— TO BE DONE —
Transcribe every line exactly. Leave the pictures behind.

— DATA ENTRIES —
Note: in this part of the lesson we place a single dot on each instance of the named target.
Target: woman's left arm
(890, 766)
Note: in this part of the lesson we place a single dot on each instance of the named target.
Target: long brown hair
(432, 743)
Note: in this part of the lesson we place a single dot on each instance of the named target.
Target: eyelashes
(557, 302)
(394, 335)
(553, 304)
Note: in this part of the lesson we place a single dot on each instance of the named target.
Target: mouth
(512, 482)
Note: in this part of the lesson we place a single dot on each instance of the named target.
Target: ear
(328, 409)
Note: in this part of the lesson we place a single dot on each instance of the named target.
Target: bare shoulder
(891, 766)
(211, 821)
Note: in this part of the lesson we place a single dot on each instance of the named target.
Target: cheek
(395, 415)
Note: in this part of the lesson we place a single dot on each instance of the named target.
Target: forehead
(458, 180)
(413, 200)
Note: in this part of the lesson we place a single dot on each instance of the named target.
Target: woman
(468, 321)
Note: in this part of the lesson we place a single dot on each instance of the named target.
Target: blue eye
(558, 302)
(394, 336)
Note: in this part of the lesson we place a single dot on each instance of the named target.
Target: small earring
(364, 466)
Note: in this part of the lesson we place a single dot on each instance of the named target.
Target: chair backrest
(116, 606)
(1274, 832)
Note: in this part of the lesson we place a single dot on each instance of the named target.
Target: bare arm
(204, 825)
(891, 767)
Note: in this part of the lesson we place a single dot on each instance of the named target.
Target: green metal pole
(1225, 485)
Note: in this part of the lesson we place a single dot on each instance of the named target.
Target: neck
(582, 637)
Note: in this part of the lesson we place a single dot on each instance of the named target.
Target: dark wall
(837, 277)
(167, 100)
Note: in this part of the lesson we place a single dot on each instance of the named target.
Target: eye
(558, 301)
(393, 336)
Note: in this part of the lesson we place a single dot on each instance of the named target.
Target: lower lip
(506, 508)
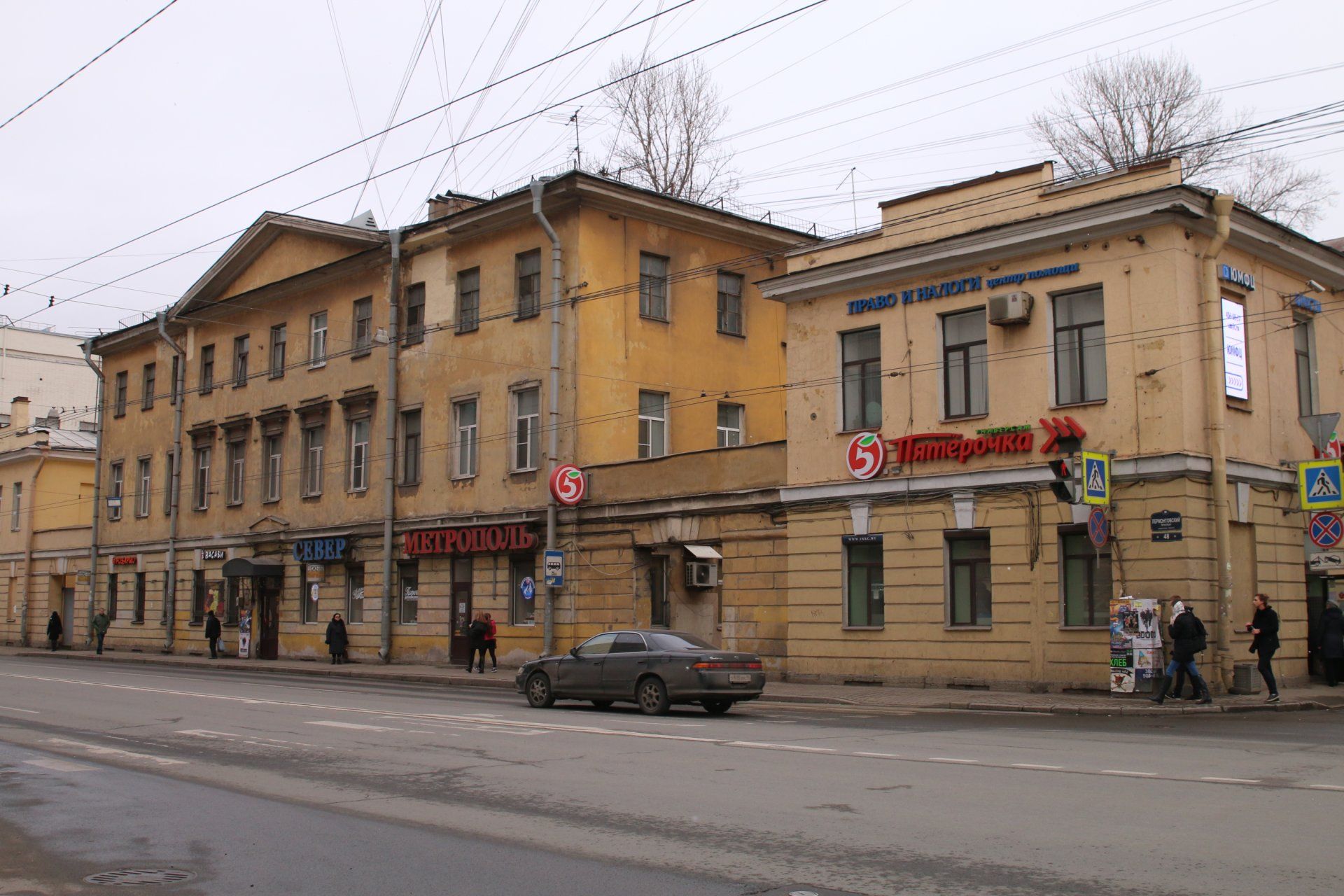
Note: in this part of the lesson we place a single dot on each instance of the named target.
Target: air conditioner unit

— TASK RESULT —
Note: in this part of the lesson we place a single dot on each instance of the named target.
Target: woman's left arm
(890, 766)
Note: in this part of the lesson we place a single dot on each instance of the named target.
Target: long brown hair
(432, 743)
Note: in this part of the lesson we place a single dot on each instance of the named target.
Target: eyelashes
(557, 302)
(394, 335)
(553, 304)
Note: in this part of the lesson we place a single dot on each instance of the named target.
Target: mouth
(512, 482)
Note: in this part of the lesson we place a single dot on each instance of the named target.
Target: ear
(328, 409)
Note: in this part of the lesson we place a single dot on each instance of the named target.
Target: bare shoulder
(891, 766)
(211, 821)
Note: in this part of the lesson we place a single dot on each instance of the named target.
Target: cheek
(395, 415)
Note: in this part of the lesson we place a single dot on each instance of the named target.
Target: forehead
(458, 180)
(413, 200)
Note: in this part of the lesson we place a single dot on each instance of the named target.
Target: woman
(468, 321)
Note: in this part of the lesson we place a single dot on each instance of the named target.
Target: blue eye
(558, 302)
(394, 336)
Note: in this part of the lesson we place a single dot on each instance of the named target.
Target: small earring
(364, 466)
Note: in this part of the lesson we place a single dot on each instance of the named target.
Target: chair backrest
(116, 606)
(1274, 832)
Note: in this part of the lesson we place a single dot on each instance of the named target.
Target: bare arm
(204, 825)
(891, 767)
Note: in this part of the lesson we place a single dot on each instance of the named target.
Target: green metal pole
(1225, 485)
Note: in this part of the lesson we place a single dot on each instance of the named target.
Target: neck
(582, 637)
Note: in this part of the lesson we place a single dot on each instance of the named target.
Target: dark wall
(837, 277)
(167, 100)
Note: in this part of the lesson we place a single dot on each instance of the named target.
Target: eye
(558, 301)
(393, 336)
Note: in this part of the lesson we place a single dot on each instance of the named target.
Target: lower lip
(506, 508)
Note: in this part of the lesson we place a single dot on each instance of the named target.
Target: air conditioner unit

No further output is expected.